**Input rows**
* * * * *

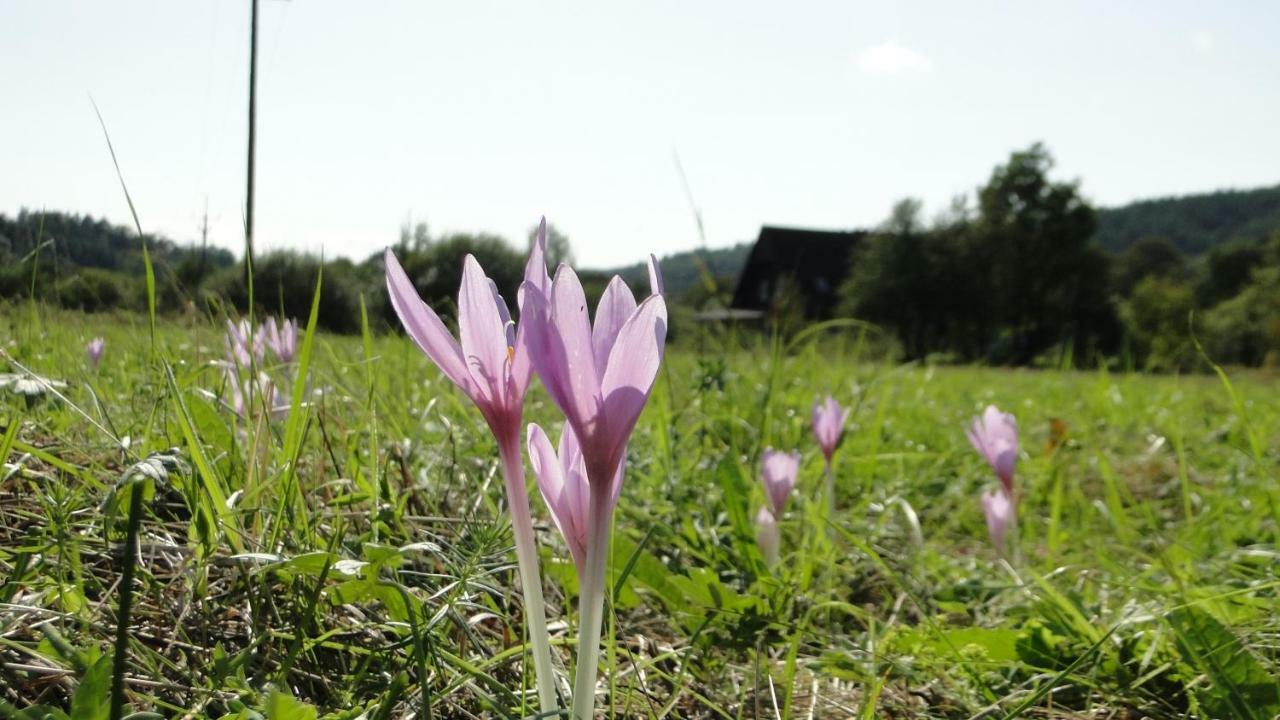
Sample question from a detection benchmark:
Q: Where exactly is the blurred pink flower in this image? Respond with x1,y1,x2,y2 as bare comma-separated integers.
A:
84,337,106,370
965,405,1018,497
383,220,557,714
760,447,800,518
755,506,782,566
813,395,849,464
982,488,1014,553
259,318,298,363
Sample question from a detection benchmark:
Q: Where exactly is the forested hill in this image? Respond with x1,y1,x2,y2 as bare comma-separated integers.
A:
603,240,755,297
603,186,1280,296
0,210,236,277
1096,184,1280,255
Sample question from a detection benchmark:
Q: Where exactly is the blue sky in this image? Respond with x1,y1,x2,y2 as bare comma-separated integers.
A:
0,0,1280,266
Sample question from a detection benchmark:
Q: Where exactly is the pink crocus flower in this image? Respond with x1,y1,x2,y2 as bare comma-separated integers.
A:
227,318,265,368
813,395,849,465
527,423,625,574
760,447,800,518
259,318,298,363
982,488,1014,553
965,405,1018,498
384,220,558,714
227,366,289,420
521,244,667,720
84,337,106,370
755,506,782,568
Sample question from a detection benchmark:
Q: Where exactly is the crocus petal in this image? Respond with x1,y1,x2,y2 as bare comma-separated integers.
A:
591,275,636,370
982,488,1014,552
760,447,800,516
458,255,509,406
527,423,585,574
383,250,472,395
525,265,612,443
511,218,552,397
813,395,849,462
649,254,667,295
755,507,782,565
559,424,591,560
965,405,1018,495
599,295,667,478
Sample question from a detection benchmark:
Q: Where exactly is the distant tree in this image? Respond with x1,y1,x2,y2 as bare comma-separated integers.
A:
840,197,951,357
529,223,573,266
882,197,924,236
977,142,1114,364
1120,275,1196,372
1196,240,1266,307
385,233,525,327
210,250,372,333
1115,236,1187,296
399,220,431,250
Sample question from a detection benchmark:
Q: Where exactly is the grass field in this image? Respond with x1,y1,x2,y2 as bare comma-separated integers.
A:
0,306,1280,719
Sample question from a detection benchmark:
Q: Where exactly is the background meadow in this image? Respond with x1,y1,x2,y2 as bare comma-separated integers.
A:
0,304,1280,719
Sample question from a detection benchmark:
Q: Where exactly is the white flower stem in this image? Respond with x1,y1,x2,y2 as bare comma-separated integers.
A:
572,488,613,720
498,434,559,714
823,460,836,518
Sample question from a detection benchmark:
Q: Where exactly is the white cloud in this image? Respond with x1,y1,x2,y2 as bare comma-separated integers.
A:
858,38,933,76
1187,29,1213,53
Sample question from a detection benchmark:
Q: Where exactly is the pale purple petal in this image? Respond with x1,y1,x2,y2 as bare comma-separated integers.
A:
813,395,849,462
458,255,511,407
84,337,106,369
755,507,782,565
559,423,591,552
965,405,1018,495
589,295,667,477
591,275,636,372
383,250,472,395
982,488,1014,552
511,218,552,397
527,424,590,574
649,254,667,295
525,265,612,443
760,447,800,516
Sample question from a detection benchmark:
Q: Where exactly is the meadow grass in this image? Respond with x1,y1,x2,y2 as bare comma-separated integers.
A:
0,306,1280,720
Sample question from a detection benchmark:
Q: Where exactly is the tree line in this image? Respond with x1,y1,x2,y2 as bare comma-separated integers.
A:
841,143,1280,370
0,143,1280,370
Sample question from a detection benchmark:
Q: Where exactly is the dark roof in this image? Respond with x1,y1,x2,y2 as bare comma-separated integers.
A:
732,225,867,319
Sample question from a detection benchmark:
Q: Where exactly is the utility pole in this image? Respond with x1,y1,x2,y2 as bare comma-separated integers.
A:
244,0,257,294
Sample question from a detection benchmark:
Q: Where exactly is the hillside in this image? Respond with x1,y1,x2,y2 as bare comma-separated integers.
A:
602,186,1280,297
1097,184,1280,255
602,241,755,297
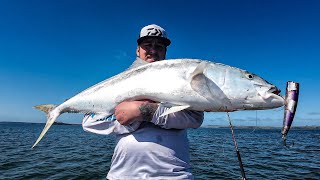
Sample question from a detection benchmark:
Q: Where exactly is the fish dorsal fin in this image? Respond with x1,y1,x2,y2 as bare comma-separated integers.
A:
189,62,232,109
160,105,190,117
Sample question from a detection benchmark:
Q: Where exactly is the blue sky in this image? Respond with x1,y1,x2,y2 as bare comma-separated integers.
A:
0,0,320,126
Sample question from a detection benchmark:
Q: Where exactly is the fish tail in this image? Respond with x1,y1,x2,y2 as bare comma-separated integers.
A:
32,104,60,148
33,104,57,115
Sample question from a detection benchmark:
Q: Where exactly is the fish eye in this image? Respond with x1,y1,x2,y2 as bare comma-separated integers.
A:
245,73,254,80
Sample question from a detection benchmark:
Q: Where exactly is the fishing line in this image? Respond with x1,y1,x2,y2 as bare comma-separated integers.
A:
227,112,247,180
251,111,258,133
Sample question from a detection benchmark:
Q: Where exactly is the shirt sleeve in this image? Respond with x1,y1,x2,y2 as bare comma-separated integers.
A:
151,105,204,129
82,113,141,135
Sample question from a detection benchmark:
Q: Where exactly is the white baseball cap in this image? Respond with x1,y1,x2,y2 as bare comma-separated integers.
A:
137,24,171,46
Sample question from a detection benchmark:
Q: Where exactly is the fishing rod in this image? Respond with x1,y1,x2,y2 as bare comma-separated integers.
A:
227,112,247,180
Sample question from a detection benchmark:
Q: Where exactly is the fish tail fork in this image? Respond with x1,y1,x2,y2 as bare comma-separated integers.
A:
32,104,60,148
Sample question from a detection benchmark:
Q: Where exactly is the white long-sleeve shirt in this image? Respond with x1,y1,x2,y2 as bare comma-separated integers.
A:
82,59,203,180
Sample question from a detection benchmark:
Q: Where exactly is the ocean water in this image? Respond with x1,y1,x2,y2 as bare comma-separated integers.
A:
0,123,320,179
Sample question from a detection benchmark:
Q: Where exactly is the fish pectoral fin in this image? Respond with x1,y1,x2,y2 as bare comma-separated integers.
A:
190,67,232,109
160,105,190,117
188,61,208,83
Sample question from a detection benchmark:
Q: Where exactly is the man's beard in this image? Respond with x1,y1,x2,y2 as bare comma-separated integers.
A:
146,51,161,61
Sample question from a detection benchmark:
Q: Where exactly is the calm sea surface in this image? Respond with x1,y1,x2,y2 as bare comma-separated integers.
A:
0,123,320,179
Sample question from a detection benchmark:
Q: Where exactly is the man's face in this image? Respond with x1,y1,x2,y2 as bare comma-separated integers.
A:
136,38,167,63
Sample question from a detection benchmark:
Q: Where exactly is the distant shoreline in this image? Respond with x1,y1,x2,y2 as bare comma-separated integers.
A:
0,121,320,130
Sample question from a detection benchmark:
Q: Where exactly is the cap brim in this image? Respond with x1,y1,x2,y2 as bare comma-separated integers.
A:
137,36,171,46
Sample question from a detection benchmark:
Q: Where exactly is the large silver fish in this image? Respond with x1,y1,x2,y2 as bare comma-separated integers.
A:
33,59,285,147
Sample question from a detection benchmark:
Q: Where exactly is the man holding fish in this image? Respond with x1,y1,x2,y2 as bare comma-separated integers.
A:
83,24,203,179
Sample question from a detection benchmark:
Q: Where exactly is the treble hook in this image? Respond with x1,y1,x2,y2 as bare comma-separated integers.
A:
282,135,294,148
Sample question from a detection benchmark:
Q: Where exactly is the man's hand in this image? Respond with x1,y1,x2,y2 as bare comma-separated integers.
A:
114,100,158,125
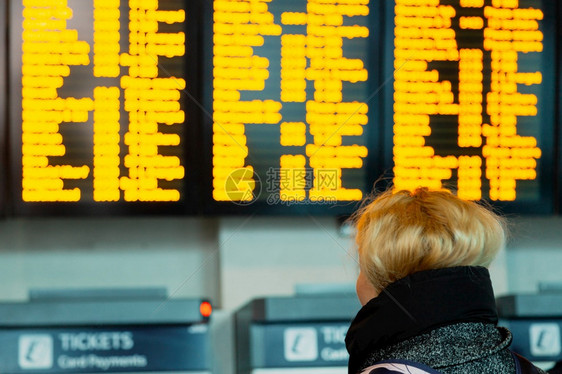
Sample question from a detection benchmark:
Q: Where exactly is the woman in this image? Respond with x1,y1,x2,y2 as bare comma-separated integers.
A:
346,188,544,374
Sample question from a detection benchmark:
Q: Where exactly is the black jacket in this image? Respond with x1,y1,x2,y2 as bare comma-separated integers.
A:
346,266,540,374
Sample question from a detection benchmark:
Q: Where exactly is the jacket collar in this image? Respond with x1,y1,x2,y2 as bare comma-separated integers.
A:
345,266,498,374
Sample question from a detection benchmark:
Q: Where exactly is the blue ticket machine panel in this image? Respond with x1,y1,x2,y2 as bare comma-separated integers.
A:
235,295,359,374
0,300,210,374
497,292,562,362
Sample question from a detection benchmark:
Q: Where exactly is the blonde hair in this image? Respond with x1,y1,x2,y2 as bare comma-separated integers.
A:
354,188,506,292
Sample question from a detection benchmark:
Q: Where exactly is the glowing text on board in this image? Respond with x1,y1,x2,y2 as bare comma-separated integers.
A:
394,0,543,201
22,0,185,202
213,0,369,201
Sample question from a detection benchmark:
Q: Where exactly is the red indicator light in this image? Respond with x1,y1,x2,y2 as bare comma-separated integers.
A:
199,301,213,318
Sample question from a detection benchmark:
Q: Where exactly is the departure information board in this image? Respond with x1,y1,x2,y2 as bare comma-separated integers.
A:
7,0,189,213
0,0,562,215
205,0,372,213
387,0,556,211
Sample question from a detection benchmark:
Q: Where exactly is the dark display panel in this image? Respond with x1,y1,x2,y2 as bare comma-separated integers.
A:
0,2,9,217
10,0,195,213
0,0,562,215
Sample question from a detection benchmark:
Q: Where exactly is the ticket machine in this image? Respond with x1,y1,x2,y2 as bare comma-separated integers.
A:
496,292,562,362
235,294,360,374
0,293,211,374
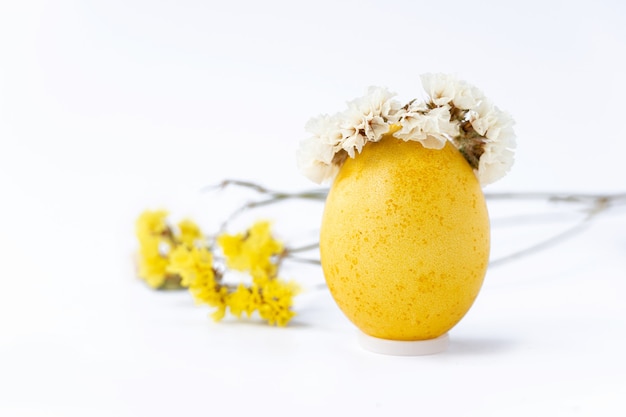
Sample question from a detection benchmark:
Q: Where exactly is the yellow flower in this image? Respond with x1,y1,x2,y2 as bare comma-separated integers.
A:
217,221,283,276
135,210,168,242
259,279,299,327
138,239,169,288
176,219,204,247
135,210,172,288
227,284,260,318
167,245,228,321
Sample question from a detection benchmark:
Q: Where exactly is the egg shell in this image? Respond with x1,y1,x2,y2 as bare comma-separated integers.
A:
320,135,490,340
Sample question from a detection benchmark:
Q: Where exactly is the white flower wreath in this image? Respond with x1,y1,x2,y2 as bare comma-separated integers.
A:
298,74,515,186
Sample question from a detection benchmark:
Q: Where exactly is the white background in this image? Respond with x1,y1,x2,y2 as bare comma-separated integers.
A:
0,0,626,416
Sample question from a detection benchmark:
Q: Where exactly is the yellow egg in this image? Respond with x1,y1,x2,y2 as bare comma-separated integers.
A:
320,135,489,340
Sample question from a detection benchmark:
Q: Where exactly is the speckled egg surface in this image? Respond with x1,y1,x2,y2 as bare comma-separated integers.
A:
320,135,489,340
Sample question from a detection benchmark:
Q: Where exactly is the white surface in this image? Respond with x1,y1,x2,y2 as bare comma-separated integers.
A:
0,0,626,417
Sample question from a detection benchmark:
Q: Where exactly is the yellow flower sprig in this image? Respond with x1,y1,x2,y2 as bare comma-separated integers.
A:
137,210,299,326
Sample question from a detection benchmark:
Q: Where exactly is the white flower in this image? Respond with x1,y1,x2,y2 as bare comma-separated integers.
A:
469,99,516,185
296,114,342,184
298,74,515,185
296,136,339,184
348,86,402,123
476,136,515,186
420,73,484,110
393,101,459,149
338,87,402,158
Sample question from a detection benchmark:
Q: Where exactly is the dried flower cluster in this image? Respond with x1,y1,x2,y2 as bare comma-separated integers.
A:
298,74,515,185
136,210,298,326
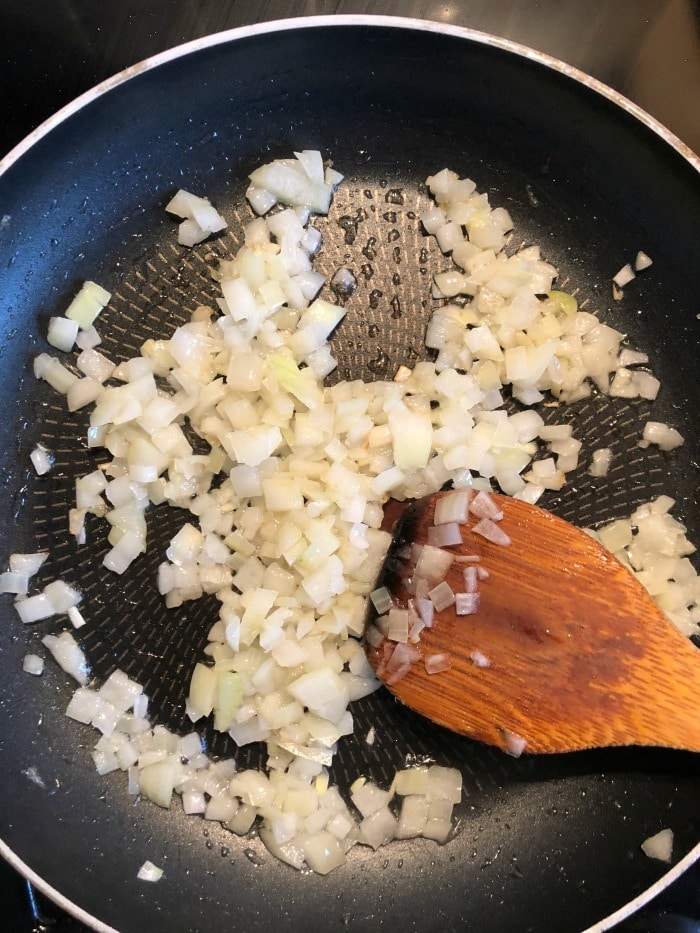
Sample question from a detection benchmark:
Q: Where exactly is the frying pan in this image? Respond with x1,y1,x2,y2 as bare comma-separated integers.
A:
0,17,700,933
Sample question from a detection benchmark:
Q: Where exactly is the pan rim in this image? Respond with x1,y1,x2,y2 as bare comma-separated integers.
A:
0,14,700,176
0,14,700,933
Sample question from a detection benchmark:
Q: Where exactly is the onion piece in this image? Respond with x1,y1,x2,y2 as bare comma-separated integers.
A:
503,729,527,758
425,654,452,674
136,859,163,882
642,829,673,863
472,518,511,547
22,654,44,677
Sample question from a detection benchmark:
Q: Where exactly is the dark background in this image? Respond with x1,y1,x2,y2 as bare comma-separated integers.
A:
0,0,700,933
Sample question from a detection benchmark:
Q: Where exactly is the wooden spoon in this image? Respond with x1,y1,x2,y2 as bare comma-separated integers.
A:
367,493,700,752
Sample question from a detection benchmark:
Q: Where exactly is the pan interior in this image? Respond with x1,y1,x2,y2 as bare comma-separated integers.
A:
0,21,700,930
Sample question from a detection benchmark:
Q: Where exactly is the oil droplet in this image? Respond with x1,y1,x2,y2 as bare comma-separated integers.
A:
338,214,357,246
369,288,384,311
243,849,263,868
331,266,357,298
367,350,389,375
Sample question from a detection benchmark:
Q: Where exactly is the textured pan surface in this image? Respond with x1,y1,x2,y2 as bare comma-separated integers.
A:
0,20,700,931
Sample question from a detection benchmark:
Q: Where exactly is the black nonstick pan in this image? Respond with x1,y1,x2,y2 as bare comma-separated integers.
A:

* * * * *

**Task directions**
Quote the lines starting at the very first one and ending at the line that contains "0,0,1280,266", both included, and leave out any pictures.

**Exercise answer**
Sample question from a detection benchmark:
Q: Where exactly is the blurred pink flower in this image? Respond with x1,y1,x2,y2 as bare comma-separated integers.
A:
84,337,106,370
965,405,1018,497
383,220,557,714
760,447,800,518
755,506,782,566
813,395,849,464
982,488,1014,553
259,318,298,363
Sample question from a detection benchmark:
Q: Where exactly is the forested hill in this image? Respond with x1,y1,x2,y2 as bare comma-separated integers.
A:
603,240,755,297
603,186,1280,296
0,210,236,277
1096,184,1280,255
Sample question from a detection benchmark:
Q: Where exactly is the blue sky in this image? Respond with x1,y1,x2,y2 as bare comma-separated integers.
A:
0,0,1280,266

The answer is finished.